— REQUIRED ACTIONS —
1. Check each statement against the text on team-based disciplinary procedures. Answer yes or no, and quote the words that decide it. (a) The writer's team included an employment law attorney. (b) The writer's team had a permanent deciding official. (c) The writer's team used a trained administrative investigator only on an ad hoc basis.
2. Rewrite the stretch of rows from the line containing "the gray warship" through the end of the rows. Change "square window" to "rectangular window" and leave everything else as it is.

— EXTRACTED TEXT —

####################

I do agree with Bob’s idea of using a team approach to
disciplinary procedures. We did the same
thing, with a similar structure to the one Bob proposed for his “firing squad,”
but with several important differences. Like Bob, we had an employee/labor relations advisor and an employment
law attorney on the team. But instead of
having a trained administrative investigator on our team, we typically found
that the involved supervisor could conduct an adequate administrative
inquiry/fact-finding review, so we would use a trained administrative investigator
only on an ad hoc basis.
The biggest difference between our team and Bob’s firing
squad was that his would feature a permanent proposing official and a permanent
deciding official. In our case, the
proposing and deciding officials were always from the area/function in which
the alleged misconduct occurred except where a division chief was the proposing
official, in which case the deciding official would be from the director’s
office. My belief is that it is very
important to involve the first-and second-level supervisors in the whole
disciplinary process whenever possible, which we found was almost always.

####################

— DATA RECORDS —
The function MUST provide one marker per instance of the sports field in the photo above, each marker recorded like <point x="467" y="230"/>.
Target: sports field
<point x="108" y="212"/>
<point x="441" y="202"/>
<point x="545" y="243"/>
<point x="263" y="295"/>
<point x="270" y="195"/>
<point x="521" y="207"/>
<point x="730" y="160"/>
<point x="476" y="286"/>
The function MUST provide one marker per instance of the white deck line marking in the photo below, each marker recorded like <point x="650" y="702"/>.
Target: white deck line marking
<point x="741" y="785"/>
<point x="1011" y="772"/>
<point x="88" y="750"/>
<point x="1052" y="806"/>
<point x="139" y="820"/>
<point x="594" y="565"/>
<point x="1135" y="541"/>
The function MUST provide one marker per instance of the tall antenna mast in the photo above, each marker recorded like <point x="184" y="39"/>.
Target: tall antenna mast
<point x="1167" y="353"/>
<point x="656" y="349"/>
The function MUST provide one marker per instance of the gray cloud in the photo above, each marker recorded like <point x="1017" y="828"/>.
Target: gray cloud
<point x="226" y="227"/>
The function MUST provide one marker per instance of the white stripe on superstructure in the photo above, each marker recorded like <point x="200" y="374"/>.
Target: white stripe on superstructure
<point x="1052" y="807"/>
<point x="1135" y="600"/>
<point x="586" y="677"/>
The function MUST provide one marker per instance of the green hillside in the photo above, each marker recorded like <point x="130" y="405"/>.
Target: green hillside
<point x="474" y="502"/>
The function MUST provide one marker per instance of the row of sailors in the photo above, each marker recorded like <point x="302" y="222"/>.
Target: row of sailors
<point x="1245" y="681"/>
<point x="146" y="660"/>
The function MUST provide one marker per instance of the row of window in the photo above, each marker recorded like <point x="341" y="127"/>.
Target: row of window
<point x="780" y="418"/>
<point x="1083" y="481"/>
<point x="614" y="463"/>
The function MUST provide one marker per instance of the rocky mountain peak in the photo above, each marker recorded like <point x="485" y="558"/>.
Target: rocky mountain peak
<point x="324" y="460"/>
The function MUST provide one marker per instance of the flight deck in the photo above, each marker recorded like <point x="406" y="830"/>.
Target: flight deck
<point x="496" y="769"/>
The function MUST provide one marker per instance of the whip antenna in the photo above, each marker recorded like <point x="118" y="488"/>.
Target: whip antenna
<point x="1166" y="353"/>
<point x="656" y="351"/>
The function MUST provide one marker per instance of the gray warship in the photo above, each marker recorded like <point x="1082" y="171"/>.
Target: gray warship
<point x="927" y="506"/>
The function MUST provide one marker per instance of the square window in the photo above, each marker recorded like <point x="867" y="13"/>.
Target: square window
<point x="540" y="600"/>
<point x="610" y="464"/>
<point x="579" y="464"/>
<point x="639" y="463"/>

####################

— RESPONSES PER TASK —
1.
(a) Yes: "Like Bob, we had an employee/labor relations advisor and an employment law attorney on the team."
(b) No: "the proposing and deciding officials were always from the area/function in which the alleged misconduct occurred"
(c) Yes: "we would use a trained administrative investigator only on an ad hoc basis."

2.
The function MUST provide one marker per instance of the gray warship in the photo above, each marker recorded like <point x="1082" y="171"/>.
Target: gray warship
<point x="927" y="506"/>
The function MUST provide one marker per instance of the rectangular window in the photo above, each marker recorded like <point x="867" y="13"/>.
Target: rectangular window
<point x="540" y="600"/>
<point x="610" y="464"/>
<point x="579" y="464"/>
<point x="639" y="463"/>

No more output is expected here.